* [YOUR TASK] Carry forward the bug report on C# readonly properties, starting right after its final line.

++++ EXTRACT ++++

Skip to content

C#: readonly properties silently dropped AND readonly get => accessor bodies misclassified as phantom property get rows — readonly missing from property regex modifier slot #327

@Widthdom

Description

@Widthdom

Summary

readonly is a valid property/accessor modifier on C# 8+ struct members (and implicit on readonly struct / readonly ref struct members), but the C# property regex modifier slot omits it. This causes two distinct visible failures from the same root cause:

  1. Every readonly property is silently dropped. All three shapes — expression-bodied (public readonly int X => _v;), auto-property (public readonly int X { get; }), and accessor-body (public readonly int X { get => _v; }) — never surface in symbols / definition / outline / inspect.
  2. Per-accessor readonly get/set => … lines are captured as phantom property get (or property set) rows. In a property where the overall property line is already lost to a separate bug (Allman-style brace on the next line — C#: properties declared with { on the next line (block style) are silently dropped — only same-line { get; set; } is captured #229), the standalone accessor line readonly get => _v; still matches the expression-bodied property regex: readonly is consumed as the returnType and get as the name. A bogus property get appears in the symbol table pointing at the accessor line.

The second effect is independent of #229: even on a file that has zero Allman-style properties, any per-accessor readonly get/set => expr; line on its own emits a phantom property get row. The first effect is independent of #228 (which covers partial, not readonly) and independent of #224 (which covers ref / ref readonly returns, not the readonly modifier slot).

readonly methods are captured today because the method regex at SymbolExtractor.cs:94 already includes readonly in its modifier slot — the bug is specifically that the two property regexes at :100 and :103 do not.

Repro

CDIDX=/root/.local/bin/cdidx
mkdir -p /tmp/dogfood/cs-readonly-prop
cat > /tmp/dogfood/cs-readonly-prop/R.cs <<'EOF'
namespace Demo;

public struct S
{
    private int _v;

    // 1) readonly + expression-bodied property — DROPPED
    public readonly int A => _v;

    // 2) readonly + auto-property (same-line brace) — DROPPED
    public readonly int B { get; }

    // 3) readonly + expression-bodied accessor — DROPPED
    public readonly int C { get => _v; }

    // 4) Allman-style Mixed (dropped by #229) …
    public int Mixed
    {
        // 5) … but the accessor line here surfaces as a PHANTOM `property get`.

++++ ITEMS ++++

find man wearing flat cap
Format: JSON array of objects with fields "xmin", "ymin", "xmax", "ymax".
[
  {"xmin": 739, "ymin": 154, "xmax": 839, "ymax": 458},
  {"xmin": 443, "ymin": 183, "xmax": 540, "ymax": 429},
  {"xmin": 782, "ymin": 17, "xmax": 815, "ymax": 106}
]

++++

* [TASK RESPONSE]
        readonly get => _v;
        set => _v = value;
    }

    // Baselines — captured:
    public int D { get; set; }                    // plain auto-property
    public readonly int GetD() => D;              // readonly method (captured)
    public readonly int Sum(int x) => _v + x;     // readonly method with args (captured)
}
EOF
"$CDIDX" index /tmp/dogfood/cs-readonly-prop --rebuild >/dev/null
"$CDIDX" symbols --db /tmp/dogfood/cs-readonly-prop/.cdidx/codeindex.db --path R.cs

Observed (actual):

function   GetD            R.cs:27
property   D               R.cs:26
function   Sum             R.cs:28
property   get             R.cs:20    ← PHANTOM: from `readonly get => _v;`
struct     S               R.cs:3-29
namespace  Demo            R.cs:1

Missing:

Extra:

  • property get (L20) — phantom, should not exist.

Downstream effects:

  • definition A / B / C all return No symbols found. on any readonly struct / readonly ref struct codebase that uses explicit readonly markers on properties.
  • outline of a file like System.Numerics.Vector<T> (heavy with readonly properties) lists ~30–50% of its property surface.
  • symbols --kind property --count on System.Span<T> / ReadOnlySpan<T> / Memory<T> / any performance-oriented library that prefers readonly struct undercounts by the number of explicit-readonly properties.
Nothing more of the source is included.